Problems and tasks |
A) In the cytotoxicity screening text, answer each of the following:
(i) What incubation time is given for the qHTS against the four normal cell lines?
(ii) Which curve class defines inactives?
(iii) Which cell lines does the Venn diagram compare?
B) Carry on the cytotoxicity screening text from its last line, "Figure 2."

Text |

Keywords: cancer and cancer drugs; cell-based assays; cytotoxicity; profiling; ultra-high-throughput screening.

Figure 1.

a) Pie chart distribution of high-quality actives (orange), low-quality actives (yellow), and inactives (green) identified from the annotated compound library qHTS against the four normal cell lines for 48 hr incubation condition. High-quality actives: compounds in class −1.1, −1.2, −2.1, and −2.2, maximum response ≤ −50%, and EC₅₀ value ≤ 10 μM. Inactives: compounds in curve class 4; low-quality actives: compounds with shallow curves, single-point activity or inconclusive activity. b) Compound overlapping Venn diagram for HEK 293, HaCat, NIH 3T3, and CRL-7250 cell lines. Number of high-quality actives in each cell line and number of compounds overlapped were calculated.

Figure 2.

Listed records |

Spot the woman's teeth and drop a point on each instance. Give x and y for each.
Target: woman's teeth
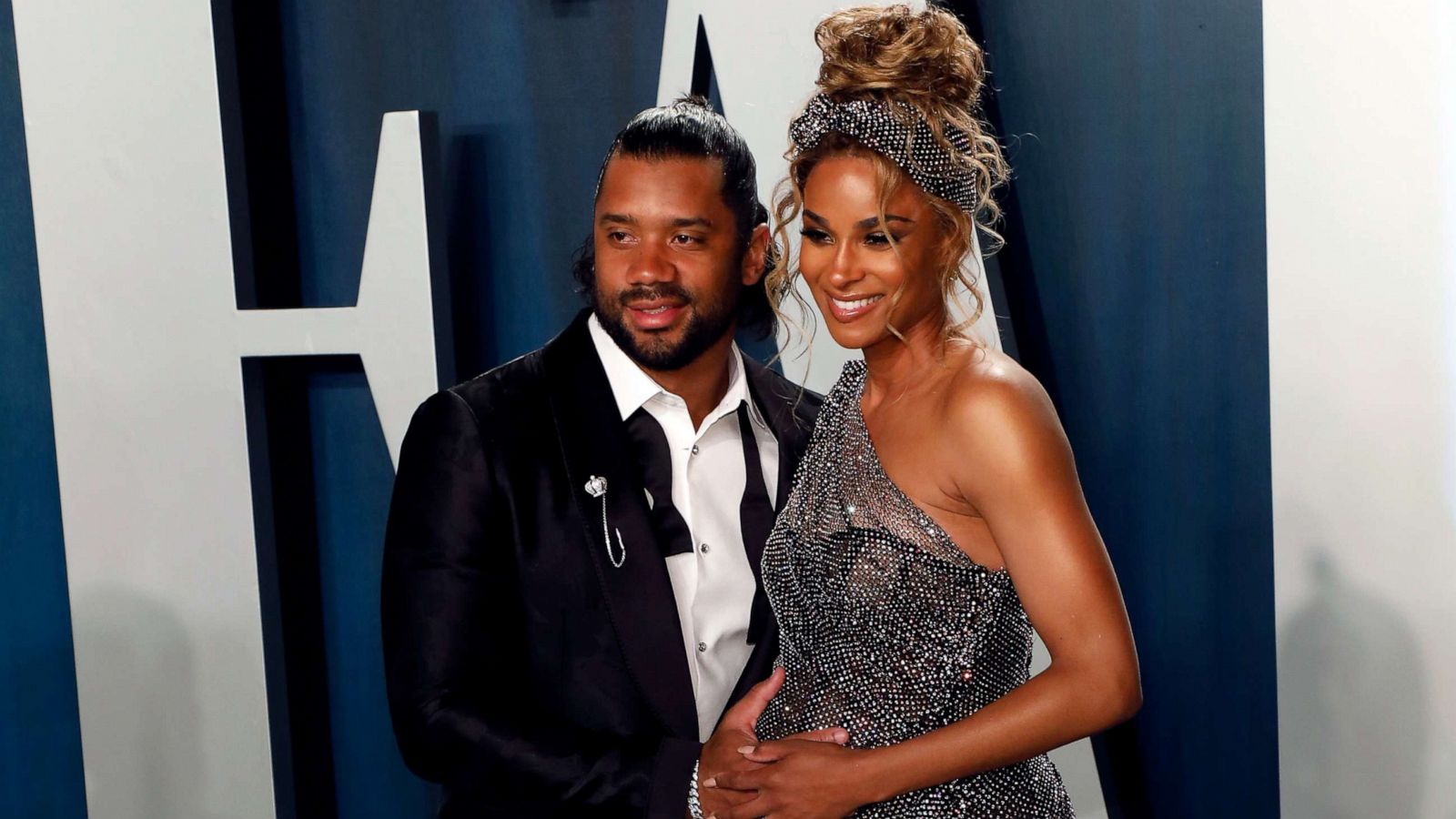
(856, 303)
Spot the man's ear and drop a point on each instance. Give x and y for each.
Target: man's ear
(753, 259)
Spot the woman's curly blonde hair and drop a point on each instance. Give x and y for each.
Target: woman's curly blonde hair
(899, 57)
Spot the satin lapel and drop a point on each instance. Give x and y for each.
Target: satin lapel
(640, 592)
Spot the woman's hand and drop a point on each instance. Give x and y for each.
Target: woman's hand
(800, 780)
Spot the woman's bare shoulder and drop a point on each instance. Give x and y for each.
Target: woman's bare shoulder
(997, 419)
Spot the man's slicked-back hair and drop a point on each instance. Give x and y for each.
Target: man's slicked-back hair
(691, 128)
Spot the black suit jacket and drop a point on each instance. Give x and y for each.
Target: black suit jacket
(528, 673)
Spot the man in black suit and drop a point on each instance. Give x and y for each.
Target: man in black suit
(571, 592)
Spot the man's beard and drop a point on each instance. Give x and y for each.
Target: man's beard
(708, 321)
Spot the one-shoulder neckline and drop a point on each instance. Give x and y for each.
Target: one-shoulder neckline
(858, 373)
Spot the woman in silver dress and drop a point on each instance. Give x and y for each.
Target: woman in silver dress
(936, 516)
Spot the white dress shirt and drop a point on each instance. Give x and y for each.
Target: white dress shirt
(713, 584)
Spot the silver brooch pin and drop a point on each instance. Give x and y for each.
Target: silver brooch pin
(597, 487)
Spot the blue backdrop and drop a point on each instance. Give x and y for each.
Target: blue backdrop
(1133, 285)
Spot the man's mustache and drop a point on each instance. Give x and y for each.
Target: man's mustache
(654, 292)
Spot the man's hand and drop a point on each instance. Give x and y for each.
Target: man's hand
(795, 780)
(737, 731)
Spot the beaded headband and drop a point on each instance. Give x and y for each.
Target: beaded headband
(905, 138)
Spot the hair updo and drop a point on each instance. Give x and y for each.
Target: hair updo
(903, 58)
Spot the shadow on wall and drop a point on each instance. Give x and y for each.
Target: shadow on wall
(1354, 704)
(157, 733)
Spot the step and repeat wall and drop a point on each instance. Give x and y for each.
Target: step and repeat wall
(239, 242)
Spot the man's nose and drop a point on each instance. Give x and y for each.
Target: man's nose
(652, 264)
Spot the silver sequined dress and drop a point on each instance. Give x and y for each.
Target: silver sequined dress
(887, 629)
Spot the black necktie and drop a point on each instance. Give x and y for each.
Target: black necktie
(655, 462)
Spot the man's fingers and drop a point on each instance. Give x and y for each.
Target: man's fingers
(734, 780)
(747, 811)
(766, 753)
(837, 736)
(746, 713)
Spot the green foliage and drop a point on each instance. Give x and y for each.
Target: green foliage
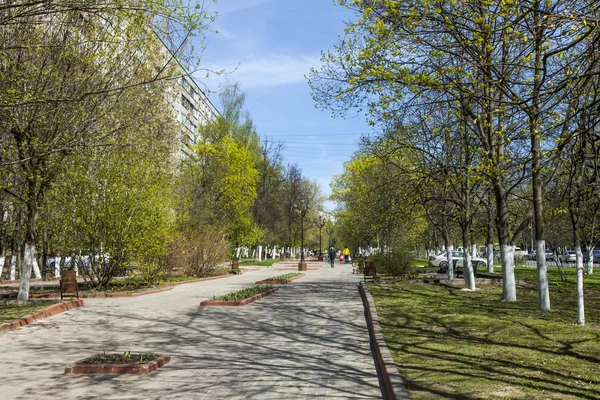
(396, 262)
(284, 277)
(218, 187)
(244, 293)
(262, 263)
(12, 311)
(197, 252)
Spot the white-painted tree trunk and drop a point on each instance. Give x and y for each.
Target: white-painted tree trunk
(507, 255)
(57, 266)
(490, 257)
(468, 271)
(13, 265)
(36, 268)
(543, 291)
(590, 263)
(28, 259)
(580, 299)
(450, 266)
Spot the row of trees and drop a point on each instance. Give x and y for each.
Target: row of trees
(488, 111)
(88, 146)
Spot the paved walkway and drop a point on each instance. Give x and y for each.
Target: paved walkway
(308, 340)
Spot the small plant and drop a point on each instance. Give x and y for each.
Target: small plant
(284, 277)
(243, 294)
(125, 358)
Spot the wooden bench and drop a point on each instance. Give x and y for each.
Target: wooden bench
(370, 270)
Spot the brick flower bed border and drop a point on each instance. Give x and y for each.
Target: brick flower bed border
(295, 268)
(104, 295)
(44, 313)
(79, 367)
(282, 282)
(297, 261)
(238, 303)
(393, 386)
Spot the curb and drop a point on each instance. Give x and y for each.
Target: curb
(283, 282)
(244, 302)
(79, 367)
(393, 386)
(45, 313)
(104, 295)
(210, 278)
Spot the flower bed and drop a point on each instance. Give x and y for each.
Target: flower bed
(281, 279)
(126, 363)
(241, 297)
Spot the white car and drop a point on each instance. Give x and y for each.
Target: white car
(441, 261)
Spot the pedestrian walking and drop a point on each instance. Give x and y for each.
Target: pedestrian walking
(332, 255)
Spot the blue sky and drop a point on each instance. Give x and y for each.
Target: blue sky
(273, 44)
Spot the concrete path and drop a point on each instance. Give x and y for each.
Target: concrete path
(308, 340)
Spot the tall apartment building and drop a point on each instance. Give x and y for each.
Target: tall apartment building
(192, 109)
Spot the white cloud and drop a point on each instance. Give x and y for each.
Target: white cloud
(268, 71)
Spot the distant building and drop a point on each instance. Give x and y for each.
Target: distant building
(192, 108)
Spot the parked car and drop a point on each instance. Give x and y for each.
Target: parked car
(568, 257)
(441, 262)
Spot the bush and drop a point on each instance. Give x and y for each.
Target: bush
(395, 262)
(198, 252)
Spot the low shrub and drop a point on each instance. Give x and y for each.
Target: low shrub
(284, 277)
(198, 252)
(243, 294)
(396, 262)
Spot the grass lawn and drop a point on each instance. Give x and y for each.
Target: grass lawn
(450, 343)
(263, 263)
(530, 273)
(12, 311)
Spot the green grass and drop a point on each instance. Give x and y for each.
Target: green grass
(449, 343)
(12, 311)
(419, 262)
(243, 294)
(263, 263)
(530, 273)
(284, 277)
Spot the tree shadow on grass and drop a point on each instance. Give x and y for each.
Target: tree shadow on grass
(305, 340)
(436, 345)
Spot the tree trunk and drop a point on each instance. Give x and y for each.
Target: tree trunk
(29, 254)
(580, 298)
(489, 252)
(507, 258)
(36, 267)
(2, 261)
(13, 262)
(467, 265)
(57, 260)
(448, 255)
(536, 164)
(590, 263)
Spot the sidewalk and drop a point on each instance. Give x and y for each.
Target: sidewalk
(308, 340)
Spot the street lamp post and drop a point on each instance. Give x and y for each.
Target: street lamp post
(320, 224)
(302, 209)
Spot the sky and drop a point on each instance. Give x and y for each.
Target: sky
(270, 45)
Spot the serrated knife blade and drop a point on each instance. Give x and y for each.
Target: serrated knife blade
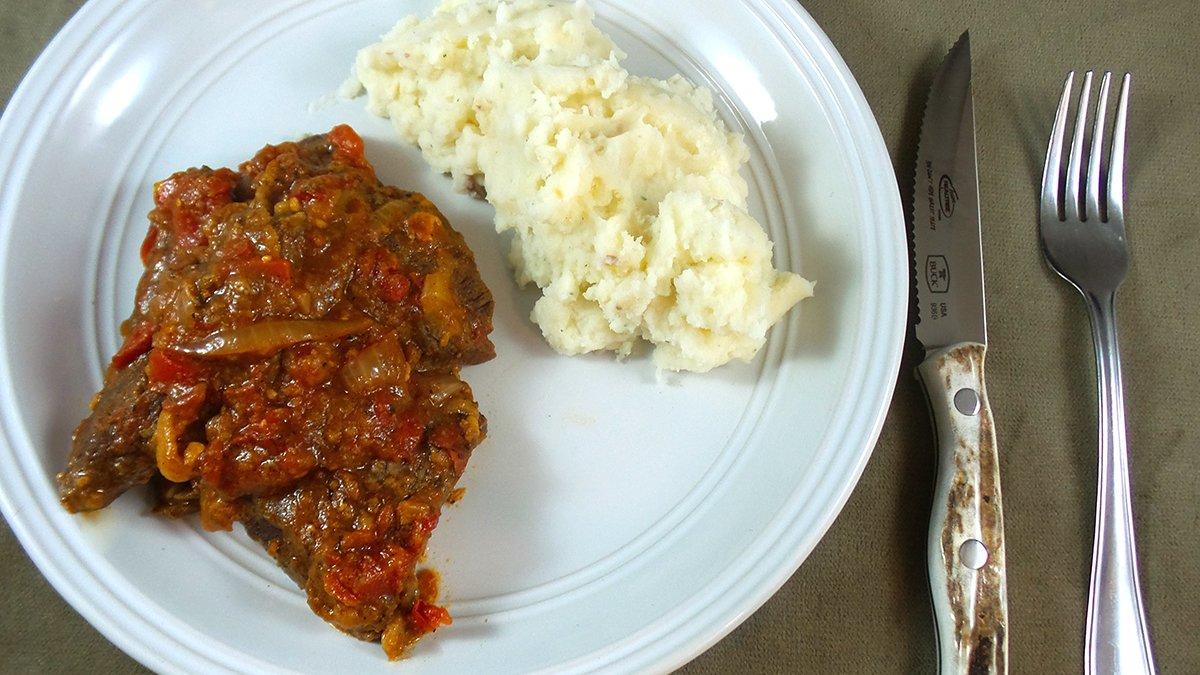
(966, 531)
(946, 211)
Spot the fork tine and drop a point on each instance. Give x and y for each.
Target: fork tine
(1051, 174)
(1074, 196)
(1093, 161)
(1116, 157)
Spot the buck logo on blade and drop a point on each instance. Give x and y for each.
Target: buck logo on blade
(937, 274)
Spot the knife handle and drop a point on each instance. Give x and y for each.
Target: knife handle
(966, 530)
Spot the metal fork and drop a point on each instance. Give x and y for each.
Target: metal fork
(1084, 240)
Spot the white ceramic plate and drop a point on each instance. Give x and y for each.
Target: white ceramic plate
(612, 521)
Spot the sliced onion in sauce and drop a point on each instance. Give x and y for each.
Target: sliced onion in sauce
(269, 336)
(379, 365)
(443, 387)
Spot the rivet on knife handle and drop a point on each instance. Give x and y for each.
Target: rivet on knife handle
(966, 532)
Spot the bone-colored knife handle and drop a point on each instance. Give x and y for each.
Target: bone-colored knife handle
(966, 531)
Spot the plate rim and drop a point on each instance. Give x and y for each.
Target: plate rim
(875, 166)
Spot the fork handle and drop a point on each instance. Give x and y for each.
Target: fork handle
(1117, 638)
(966, 527)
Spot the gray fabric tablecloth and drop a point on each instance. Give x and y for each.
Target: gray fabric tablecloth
(859, 603)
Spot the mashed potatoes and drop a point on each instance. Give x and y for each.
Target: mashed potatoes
(623, 192)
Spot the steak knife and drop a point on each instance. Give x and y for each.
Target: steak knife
(966, 531)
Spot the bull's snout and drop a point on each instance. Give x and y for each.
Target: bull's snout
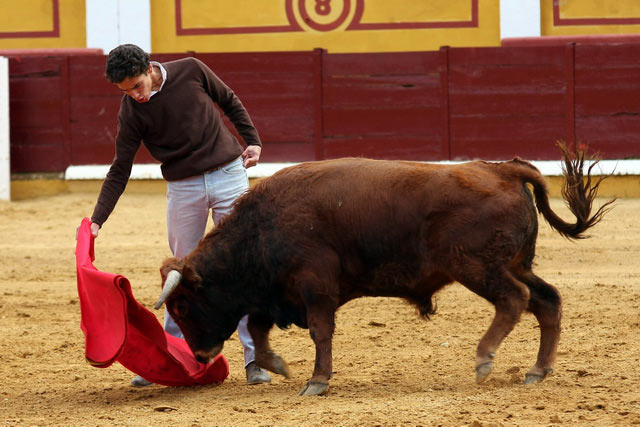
(205, 356)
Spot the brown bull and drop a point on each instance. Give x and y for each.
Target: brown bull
(314, 236)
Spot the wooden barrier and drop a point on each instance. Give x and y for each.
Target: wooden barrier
(452, 104)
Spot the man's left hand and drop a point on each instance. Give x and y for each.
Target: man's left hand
(251, 155)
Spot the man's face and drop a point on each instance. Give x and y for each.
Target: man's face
(138, 87)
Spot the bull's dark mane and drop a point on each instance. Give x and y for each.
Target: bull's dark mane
(244, 254)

Answer section |
A)
(i) 48 hr
(ii) Curve class 4
(iii) HEK 293, HaCat, NIH 3T3, and CRL-7250

B)
a) The comparison of AUC values of each compound in four normal cell lines and KB 3–1 human adenocarcinoma cells. In the heat map each row corresponds to a compound and each column to a cell line. Darker red color indicates more potent and efficacious compound. b) Pair-wise R² correlation matrix among five cell lines. Only high-quality actives were included in this analysis and the Pearson correlation was based on AUC values. c) Split violin plot showing the distribution of AUC values for all compounds screened and high-quality actives across four normal cell lines. The lines within each distribution area represent the 0.25, 0.5 and 0.75 quantiles.

Figure 3.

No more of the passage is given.